Could you continue the kernel patch that fixes the io_min alignment math for non-power-of-2 sizes, picking up right after its last line?

* [Text to read]:
-- start --

The math in both blk_stack_limits() and queue_limit_alignment_offset()
assume that a block device's io_min (aka minimum_io_size) is always a
power-of-2. Fix the math such that it works for non-power-of-2 io_min.
This issue (of alignment_offset != 0) became apparent when testing
dm-thinp with a thinp blocksize that matches a RAID6 stripesize of
1280K. Commit fdfb4c8c1 ("dm thin: set minimum_io_size to pool's data
block size") unlocked the potential for alignment_offset != 0 due to
the dm-thin-pool's io_min possibly being a non-power-of-2.
Signed-off-by: Mike Snitzer <[email protected]>
Cc: [email protected]
---
block/blk-settings.c | 4 ++--
include/linux/blkdev.h | 5 ++---
2 files changed, 4 insertions(+), 5 deletions(-)
diff --git a/block/blk-settings.c b/block/blk-settings.c
index f1a1795..aa02247 100644
--- a/block/blk-settings.c
+++ b/block/blk-settings.c
@@ -574,7 +574,7 @@ int blk_stack_limits(struct queue_limits *t, struct queue_limits *b,
bottom = max(b->physical_block_size, b->io_min) + alignment;
/* Verify that top and bottom intervals line up */
- if (max(top, bottom) & (min(top, bottom) - 1)) {
+ if (max(top, bottom) % min(top, bottom)) {
t->misaligned = 1;
ret = -1;
}
@@ -619,7 +619,7 @@ int blk_stack_limits(struct queue_limits *t, struct queue_limits *b,
/* Find lowest common alignment_offset */
t->alignment_offset = lcm(t->alignment_offset, alignment)

-- end --

* [Information supplied]:
-- start --

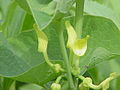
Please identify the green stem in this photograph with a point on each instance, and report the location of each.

-- end --

* [Exercise answer]:
- & (max(t->physical_block_size, t->io_min) - 1);
+ % max(t->physical_block_size, t->io_min);
/* Verify that new alignment_offset is on a logical block boundary */
if (t->alignment_offset & (t->logical_block_size - 1)) {
diff --git a/include/linux/blkdev.h b/include/linux/blkdev.h
index 038b40f..e077b92 100644
--- a/include/linux/blkdev.h
+++ b/include/linux/blkdev.h
@@ -1279,10 +1279,9 @@ static inline int queue_alignment_offset(struct request_queue *q)
static inline int queue_limit_alignment_offset(struct queue_limits *lim, sector_t sector)
{
unsigned int granularity = max(lim->physical_block_size, lim->io_min);
- unsigned int alignment = (sector << 9) & (granularity - 1);
+ unsigned int alignment = sector_div(sector, granularity >> 9);
- return (granularity + lim->alignment_offset - alignment)
- & (granularity - 1);
+ return (granularity + lim->alignment_offset - alignment) % granularity;
}
static inline int bdev_alignment_offset(struct block_device *bdev)
--
1.8.3.1
On 10/08/2014 04:05 PM, Mike Snitzer wrote:
> The math in both blk_stack_limits() and queue_limit_alignment_offset()
> assume that a block device's io_min (aka minimum_io_size) is always a
> power-of-2. Fix the math such that it works for non-power-of-2 io_min.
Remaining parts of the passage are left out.